> **Written problem**:
Find every line in the records below that contains the word "hair" and copy each of those lines out. Match case exactly, so a line with the word in different capitalization does not count.

> **Excerpts of bounding box data**:
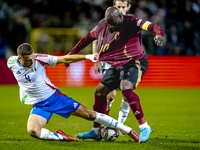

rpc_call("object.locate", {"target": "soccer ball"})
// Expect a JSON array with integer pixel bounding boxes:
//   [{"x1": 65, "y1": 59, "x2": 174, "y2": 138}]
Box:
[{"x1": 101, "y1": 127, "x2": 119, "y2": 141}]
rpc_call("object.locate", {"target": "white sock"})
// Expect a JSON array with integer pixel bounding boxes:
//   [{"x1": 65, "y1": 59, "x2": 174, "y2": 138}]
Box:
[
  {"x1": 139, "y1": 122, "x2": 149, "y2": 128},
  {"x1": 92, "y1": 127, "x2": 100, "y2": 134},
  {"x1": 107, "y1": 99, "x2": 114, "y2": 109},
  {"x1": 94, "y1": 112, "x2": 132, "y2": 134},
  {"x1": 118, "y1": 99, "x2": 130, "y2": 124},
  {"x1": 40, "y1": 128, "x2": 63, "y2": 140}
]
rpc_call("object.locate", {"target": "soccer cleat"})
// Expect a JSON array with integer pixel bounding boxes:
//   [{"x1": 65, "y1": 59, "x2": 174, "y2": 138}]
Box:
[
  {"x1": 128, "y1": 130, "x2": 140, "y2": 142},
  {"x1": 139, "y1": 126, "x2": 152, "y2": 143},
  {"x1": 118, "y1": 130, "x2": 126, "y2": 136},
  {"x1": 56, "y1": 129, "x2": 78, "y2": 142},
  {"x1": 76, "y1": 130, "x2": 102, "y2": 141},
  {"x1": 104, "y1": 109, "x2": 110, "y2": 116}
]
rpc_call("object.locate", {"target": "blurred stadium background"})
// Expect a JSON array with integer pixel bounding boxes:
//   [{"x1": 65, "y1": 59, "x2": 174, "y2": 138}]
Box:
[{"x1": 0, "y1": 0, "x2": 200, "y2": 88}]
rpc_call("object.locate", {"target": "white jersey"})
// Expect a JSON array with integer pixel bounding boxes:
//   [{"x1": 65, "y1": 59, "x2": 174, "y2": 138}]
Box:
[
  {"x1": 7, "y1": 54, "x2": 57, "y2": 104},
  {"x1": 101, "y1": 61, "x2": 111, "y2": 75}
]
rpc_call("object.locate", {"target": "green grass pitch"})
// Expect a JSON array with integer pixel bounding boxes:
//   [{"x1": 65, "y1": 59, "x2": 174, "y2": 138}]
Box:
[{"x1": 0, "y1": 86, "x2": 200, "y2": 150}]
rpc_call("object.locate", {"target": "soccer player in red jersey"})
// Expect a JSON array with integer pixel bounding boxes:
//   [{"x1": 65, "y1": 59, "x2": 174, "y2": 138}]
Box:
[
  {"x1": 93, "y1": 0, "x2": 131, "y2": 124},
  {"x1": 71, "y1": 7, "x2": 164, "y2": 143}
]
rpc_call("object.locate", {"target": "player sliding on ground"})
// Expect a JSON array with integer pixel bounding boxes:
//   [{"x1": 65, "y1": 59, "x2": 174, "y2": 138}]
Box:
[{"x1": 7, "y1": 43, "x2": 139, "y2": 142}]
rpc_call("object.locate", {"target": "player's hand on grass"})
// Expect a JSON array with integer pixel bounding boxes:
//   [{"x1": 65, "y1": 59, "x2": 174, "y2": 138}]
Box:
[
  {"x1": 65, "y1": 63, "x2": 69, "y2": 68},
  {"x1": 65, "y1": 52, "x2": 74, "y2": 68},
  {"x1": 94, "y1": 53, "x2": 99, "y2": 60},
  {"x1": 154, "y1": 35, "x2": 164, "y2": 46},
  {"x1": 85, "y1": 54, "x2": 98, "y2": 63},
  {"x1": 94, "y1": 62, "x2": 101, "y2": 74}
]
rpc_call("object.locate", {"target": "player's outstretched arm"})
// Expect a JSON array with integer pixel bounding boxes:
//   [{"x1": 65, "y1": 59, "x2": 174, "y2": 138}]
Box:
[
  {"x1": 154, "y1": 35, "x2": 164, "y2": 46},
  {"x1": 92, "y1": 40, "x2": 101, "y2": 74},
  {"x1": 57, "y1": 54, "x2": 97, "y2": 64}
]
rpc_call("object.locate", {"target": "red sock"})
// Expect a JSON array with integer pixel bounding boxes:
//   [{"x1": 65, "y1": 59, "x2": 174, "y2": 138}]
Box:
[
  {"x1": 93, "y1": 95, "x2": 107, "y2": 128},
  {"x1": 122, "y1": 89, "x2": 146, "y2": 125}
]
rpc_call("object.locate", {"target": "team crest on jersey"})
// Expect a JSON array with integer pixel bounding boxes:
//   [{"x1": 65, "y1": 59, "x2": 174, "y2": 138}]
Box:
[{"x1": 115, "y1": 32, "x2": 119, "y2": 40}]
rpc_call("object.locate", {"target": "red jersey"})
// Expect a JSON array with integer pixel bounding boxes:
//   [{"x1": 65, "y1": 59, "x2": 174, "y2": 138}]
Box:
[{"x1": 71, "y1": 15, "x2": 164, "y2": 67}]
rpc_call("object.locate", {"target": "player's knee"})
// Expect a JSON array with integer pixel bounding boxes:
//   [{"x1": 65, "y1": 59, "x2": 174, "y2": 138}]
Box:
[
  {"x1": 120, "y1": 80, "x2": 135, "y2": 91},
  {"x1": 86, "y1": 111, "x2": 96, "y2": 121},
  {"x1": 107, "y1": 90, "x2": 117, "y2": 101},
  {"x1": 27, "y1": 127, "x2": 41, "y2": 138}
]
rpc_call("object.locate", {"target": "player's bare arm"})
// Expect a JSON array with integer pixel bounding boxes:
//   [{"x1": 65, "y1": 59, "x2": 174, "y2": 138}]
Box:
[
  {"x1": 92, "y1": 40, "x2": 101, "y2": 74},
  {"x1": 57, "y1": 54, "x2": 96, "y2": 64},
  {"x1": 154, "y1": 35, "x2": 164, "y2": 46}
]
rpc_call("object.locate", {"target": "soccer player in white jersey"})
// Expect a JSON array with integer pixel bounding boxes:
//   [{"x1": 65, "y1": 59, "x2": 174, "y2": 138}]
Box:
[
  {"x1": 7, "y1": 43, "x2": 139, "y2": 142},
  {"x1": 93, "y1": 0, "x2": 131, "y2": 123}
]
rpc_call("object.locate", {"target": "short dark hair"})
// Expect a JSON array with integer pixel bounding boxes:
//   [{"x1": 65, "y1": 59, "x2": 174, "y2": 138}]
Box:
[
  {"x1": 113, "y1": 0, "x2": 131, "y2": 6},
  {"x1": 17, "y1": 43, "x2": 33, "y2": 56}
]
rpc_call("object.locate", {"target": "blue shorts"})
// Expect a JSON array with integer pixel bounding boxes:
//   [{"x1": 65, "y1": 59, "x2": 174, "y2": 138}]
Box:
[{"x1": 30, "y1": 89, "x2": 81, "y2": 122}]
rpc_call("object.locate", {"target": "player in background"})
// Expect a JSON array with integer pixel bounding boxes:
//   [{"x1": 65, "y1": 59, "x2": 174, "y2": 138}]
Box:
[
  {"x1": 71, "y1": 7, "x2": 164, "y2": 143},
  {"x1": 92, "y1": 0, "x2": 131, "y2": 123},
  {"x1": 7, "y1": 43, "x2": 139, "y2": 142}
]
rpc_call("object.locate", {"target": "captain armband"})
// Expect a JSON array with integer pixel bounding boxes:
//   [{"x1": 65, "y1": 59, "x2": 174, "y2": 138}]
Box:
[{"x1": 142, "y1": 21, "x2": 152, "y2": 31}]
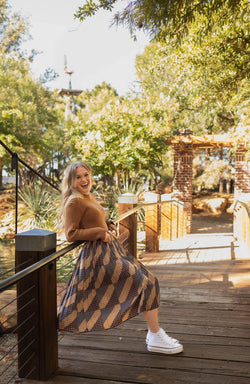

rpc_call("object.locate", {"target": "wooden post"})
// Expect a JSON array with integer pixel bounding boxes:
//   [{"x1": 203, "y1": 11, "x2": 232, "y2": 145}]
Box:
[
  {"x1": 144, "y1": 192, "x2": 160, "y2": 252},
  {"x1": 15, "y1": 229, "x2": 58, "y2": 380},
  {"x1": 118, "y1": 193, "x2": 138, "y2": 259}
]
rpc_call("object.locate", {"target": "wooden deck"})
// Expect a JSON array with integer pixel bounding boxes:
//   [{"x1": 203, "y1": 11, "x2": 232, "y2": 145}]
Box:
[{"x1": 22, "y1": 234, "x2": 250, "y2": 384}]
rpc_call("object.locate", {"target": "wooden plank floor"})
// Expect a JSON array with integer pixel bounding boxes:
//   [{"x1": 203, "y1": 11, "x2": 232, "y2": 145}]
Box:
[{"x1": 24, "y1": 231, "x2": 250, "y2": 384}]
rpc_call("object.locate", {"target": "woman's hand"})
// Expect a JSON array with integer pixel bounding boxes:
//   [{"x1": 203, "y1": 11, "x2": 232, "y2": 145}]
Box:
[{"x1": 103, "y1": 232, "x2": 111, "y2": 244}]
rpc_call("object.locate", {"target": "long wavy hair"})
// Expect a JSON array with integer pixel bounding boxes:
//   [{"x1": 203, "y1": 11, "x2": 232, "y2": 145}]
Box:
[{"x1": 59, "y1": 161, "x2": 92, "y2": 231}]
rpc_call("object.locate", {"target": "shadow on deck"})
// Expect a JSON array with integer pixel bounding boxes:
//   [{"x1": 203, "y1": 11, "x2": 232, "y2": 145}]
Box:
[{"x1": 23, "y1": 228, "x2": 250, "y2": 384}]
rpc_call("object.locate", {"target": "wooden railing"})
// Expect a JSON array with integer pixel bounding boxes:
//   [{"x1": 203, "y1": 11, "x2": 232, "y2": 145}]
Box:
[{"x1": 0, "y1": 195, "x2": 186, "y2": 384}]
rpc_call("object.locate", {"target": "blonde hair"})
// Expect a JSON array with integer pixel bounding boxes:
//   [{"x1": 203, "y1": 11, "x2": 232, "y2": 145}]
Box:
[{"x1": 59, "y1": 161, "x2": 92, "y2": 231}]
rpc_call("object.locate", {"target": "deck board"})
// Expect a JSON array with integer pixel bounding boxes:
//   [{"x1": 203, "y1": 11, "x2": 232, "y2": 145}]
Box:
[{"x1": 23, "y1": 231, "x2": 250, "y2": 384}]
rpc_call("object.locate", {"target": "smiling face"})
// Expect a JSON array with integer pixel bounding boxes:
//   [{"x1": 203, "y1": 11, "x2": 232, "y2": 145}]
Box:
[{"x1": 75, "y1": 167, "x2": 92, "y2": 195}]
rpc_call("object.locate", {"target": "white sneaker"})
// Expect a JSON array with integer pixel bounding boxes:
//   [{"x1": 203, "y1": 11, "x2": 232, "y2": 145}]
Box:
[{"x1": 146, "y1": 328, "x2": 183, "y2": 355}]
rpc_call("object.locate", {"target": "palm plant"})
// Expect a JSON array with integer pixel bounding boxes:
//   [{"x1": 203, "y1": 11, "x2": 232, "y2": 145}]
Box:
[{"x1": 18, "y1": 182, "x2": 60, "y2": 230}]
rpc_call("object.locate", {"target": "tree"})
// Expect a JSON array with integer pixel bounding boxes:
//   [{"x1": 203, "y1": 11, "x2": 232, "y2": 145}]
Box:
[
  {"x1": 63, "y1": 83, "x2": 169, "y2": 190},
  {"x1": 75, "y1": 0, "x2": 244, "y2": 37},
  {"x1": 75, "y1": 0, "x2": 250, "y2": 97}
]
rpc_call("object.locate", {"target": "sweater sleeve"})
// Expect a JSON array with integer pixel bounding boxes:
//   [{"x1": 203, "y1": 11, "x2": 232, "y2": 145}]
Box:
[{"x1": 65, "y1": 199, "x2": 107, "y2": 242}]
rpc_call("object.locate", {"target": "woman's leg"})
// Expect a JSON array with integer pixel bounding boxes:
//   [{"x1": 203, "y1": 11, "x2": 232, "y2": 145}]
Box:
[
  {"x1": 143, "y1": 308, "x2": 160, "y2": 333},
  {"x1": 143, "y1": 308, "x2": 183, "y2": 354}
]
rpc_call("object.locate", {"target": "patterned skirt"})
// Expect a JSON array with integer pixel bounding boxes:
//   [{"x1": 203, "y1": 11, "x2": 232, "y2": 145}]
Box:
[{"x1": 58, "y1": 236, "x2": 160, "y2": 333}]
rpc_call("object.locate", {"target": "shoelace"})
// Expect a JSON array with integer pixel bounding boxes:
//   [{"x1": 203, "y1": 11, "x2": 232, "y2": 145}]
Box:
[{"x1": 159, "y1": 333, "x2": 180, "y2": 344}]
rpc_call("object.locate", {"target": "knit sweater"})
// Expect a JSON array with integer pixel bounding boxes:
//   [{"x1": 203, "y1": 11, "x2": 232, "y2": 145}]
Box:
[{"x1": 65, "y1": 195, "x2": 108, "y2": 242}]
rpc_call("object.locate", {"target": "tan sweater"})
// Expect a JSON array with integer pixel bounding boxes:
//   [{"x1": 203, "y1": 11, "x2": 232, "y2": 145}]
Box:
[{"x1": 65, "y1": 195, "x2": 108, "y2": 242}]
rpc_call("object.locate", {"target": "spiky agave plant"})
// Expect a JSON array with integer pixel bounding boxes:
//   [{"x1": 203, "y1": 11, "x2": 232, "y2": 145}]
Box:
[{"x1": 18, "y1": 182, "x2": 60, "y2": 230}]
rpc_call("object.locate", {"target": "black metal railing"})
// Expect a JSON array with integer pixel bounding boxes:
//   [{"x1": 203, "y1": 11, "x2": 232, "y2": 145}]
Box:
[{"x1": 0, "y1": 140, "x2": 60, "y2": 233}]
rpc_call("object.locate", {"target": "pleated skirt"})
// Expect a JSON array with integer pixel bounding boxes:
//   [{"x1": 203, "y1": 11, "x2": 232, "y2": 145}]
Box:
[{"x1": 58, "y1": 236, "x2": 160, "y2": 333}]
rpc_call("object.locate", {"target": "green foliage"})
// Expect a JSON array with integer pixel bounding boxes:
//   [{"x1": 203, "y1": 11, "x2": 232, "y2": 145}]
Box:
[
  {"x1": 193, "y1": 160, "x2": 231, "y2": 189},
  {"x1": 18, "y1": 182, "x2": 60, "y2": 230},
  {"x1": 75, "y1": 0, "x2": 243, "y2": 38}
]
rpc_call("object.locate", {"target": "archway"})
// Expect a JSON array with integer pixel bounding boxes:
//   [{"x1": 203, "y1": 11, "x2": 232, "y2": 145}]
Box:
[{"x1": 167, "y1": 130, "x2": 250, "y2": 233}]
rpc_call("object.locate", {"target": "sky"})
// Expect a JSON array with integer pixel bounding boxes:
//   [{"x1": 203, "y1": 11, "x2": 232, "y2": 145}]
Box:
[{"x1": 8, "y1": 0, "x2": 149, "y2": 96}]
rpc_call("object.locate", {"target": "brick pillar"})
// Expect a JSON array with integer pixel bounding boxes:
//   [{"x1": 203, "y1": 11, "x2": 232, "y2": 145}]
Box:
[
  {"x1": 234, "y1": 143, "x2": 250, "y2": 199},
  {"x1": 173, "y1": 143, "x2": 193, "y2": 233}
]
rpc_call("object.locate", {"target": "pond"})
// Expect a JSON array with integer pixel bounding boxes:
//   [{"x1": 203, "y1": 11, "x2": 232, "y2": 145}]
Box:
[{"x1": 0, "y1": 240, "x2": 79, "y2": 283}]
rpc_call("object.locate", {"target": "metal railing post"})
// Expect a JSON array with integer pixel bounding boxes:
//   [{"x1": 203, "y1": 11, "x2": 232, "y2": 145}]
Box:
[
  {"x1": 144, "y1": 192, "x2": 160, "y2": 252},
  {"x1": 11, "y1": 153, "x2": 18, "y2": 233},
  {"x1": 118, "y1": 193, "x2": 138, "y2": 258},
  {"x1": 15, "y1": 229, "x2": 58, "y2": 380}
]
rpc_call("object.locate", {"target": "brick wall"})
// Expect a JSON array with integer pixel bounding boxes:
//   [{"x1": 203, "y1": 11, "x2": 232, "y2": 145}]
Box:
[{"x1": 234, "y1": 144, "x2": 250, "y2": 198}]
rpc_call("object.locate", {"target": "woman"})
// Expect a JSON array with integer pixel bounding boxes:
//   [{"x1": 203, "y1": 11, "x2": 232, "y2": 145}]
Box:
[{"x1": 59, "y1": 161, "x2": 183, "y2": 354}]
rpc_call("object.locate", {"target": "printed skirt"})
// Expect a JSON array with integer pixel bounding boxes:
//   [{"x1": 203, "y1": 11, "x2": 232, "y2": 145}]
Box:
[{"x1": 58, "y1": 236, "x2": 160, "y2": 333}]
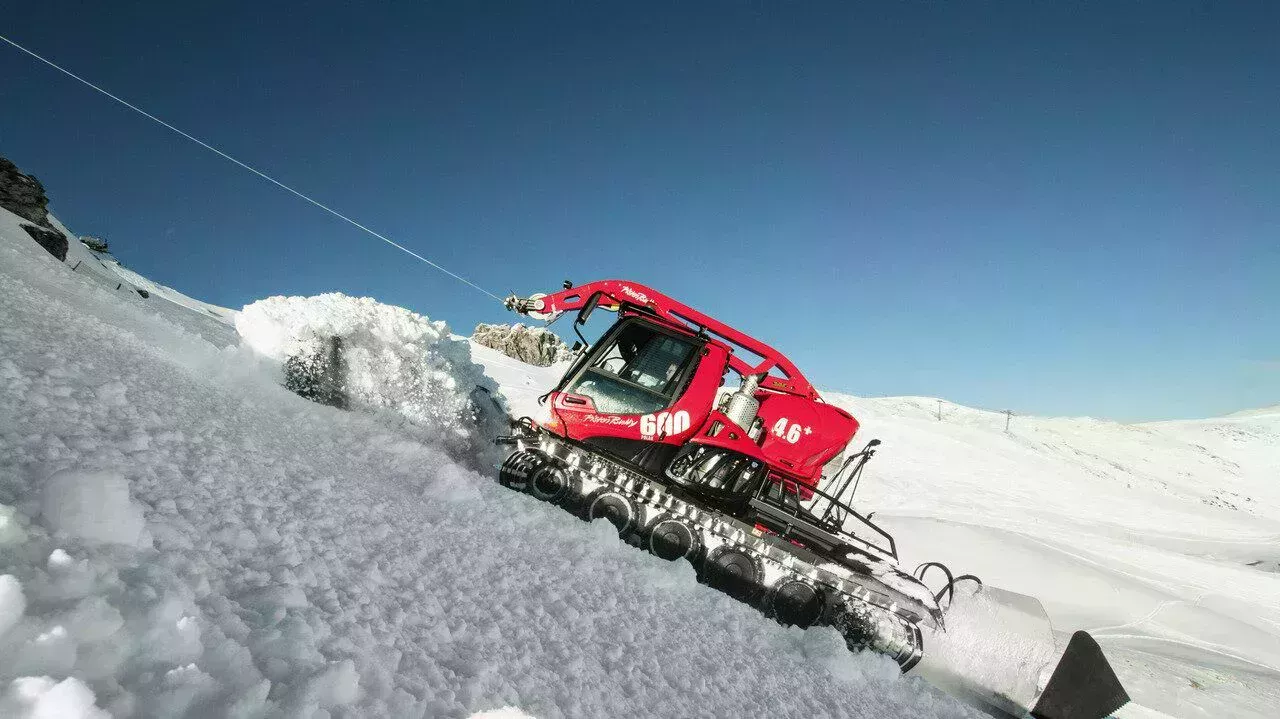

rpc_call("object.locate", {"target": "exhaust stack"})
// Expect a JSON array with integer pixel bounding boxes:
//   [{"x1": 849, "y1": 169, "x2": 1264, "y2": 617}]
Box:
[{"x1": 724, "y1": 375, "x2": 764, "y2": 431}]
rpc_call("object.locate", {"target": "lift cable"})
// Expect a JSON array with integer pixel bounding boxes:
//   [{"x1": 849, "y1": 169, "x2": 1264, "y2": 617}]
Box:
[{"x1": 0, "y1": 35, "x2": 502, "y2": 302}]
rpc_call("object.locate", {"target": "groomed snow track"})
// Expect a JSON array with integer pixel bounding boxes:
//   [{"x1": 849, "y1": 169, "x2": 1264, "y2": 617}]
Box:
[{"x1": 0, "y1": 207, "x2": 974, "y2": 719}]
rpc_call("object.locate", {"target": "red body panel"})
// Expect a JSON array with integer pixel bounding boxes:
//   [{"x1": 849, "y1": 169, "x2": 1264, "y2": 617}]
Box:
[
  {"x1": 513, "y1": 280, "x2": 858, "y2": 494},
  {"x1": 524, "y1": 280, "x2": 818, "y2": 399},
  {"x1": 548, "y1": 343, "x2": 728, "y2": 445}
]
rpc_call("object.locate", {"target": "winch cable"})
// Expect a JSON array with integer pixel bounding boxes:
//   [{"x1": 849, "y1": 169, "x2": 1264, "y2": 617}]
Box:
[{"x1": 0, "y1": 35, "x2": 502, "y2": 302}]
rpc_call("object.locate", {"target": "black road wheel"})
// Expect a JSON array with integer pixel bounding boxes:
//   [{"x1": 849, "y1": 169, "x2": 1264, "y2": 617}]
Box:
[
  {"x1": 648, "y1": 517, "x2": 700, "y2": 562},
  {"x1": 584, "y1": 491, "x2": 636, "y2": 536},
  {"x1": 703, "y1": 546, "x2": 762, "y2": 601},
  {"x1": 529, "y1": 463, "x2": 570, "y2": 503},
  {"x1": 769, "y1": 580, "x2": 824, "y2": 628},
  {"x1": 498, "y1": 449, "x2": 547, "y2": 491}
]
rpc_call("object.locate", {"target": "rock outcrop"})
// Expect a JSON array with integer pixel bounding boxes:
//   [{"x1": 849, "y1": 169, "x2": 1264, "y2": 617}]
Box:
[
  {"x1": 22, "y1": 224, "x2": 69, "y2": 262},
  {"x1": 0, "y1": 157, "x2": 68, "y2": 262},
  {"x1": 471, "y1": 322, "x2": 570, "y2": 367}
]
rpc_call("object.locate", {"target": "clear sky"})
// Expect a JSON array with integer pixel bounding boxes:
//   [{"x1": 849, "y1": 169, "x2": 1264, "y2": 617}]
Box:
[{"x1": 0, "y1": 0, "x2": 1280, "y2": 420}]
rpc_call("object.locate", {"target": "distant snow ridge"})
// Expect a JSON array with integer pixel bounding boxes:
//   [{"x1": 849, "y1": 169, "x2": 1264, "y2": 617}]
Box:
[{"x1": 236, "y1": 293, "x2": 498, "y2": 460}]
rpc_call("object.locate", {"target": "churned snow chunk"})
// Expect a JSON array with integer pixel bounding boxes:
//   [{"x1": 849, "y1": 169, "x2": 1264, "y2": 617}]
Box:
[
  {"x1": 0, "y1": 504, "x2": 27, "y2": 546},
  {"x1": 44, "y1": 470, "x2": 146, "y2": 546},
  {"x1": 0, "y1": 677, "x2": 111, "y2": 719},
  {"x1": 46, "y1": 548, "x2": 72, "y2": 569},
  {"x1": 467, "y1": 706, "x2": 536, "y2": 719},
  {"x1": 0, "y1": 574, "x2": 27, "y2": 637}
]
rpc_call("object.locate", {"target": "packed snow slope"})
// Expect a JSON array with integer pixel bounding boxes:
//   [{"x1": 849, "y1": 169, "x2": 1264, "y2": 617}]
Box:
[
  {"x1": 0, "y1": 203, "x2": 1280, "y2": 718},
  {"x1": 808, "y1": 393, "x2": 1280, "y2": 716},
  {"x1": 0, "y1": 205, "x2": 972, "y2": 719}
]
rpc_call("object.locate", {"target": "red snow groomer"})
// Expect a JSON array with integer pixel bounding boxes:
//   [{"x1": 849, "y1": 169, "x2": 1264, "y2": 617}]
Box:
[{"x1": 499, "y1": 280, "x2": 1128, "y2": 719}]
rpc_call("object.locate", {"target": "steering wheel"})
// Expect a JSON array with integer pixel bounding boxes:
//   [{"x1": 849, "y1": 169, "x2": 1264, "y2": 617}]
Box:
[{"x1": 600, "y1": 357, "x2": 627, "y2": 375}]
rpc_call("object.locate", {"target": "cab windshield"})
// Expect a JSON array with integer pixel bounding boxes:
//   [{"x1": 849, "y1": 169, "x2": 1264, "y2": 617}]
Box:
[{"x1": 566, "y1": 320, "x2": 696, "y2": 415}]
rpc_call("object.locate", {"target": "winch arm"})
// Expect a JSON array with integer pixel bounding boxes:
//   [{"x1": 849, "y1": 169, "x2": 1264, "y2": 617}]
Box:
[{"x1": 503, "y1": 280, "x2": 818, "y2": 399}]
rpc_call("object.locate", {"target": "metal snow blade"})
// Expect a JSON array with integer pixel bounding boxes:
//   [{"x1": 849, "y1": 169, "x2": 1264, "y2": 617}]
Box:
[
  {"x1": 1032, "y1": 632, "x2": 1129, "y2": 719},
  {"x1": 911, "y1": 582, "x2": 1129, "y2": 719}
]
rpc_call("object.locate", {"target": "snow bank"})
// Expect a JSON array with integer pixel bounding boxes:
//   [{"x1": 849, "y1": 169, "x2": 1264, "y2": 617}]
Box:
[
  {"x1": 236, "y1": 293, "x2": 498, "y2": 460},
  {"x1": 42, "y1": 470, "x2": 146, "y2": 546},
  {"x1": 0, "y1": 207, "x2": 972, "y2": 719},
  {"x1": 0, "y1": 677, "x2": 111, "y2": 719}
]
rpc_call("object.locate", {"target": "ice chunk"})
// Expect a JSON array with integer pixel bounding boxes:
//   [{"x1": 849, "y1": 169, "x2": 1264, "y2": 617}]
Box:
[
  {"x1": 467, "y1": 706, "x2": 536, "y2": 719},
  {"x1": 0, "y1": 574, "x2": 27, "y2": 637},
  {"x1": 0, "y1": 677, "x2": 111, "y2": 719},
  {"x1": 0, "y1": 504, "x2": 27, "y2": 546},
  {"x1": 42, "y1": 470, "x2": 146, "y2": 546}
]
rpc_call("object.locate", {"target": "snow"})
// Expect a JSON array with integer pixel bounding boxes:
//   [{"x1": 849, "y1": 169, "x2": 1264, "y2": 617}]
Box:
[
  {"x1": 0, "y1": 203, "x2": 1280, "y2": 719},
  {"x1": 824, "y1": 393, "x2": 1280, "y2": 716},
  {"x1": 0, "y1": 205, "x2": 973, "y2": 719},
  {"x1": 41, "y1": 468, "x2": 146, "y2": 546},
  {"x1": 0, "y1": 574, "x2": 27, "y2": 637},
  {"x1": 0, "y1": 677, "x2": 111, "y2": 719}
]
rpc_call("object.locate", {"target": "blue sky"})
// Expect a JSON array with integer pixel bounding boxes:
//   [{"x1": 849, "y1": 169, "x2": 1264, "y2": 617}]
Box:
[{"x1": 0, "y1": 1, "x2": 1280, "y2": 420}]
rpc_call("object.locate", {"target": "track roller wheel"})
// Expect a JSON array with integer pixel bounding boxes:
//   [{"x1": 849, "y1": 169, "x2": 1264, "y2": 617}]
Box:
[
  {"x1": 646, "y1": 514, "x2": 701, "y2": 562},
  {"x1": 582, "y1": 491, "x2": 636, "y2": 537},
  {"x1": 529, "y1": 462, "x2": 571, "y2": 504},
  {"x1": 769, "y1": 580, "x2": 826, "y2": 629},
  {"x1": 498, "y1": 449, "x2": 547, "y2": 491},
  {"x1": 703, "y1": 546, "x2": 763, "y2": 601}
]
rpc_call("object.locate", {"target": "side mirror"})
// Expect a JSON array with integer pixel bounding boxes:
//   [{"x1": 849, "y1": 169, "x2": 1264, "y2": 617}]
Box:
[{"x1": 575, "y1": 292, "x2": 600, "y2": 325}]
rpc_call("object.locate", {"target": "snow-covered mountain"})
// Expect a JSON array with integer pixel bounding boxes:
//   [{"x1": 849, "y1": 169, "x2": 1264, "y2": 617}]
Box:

> **Worked answer**:
rpc_call("object.locate", {"target": "short dark hair"})
rpc_call("object.locate", {"target": "long wavy hair"})
rpc_call("object.locate", {"target": "blonde hair"})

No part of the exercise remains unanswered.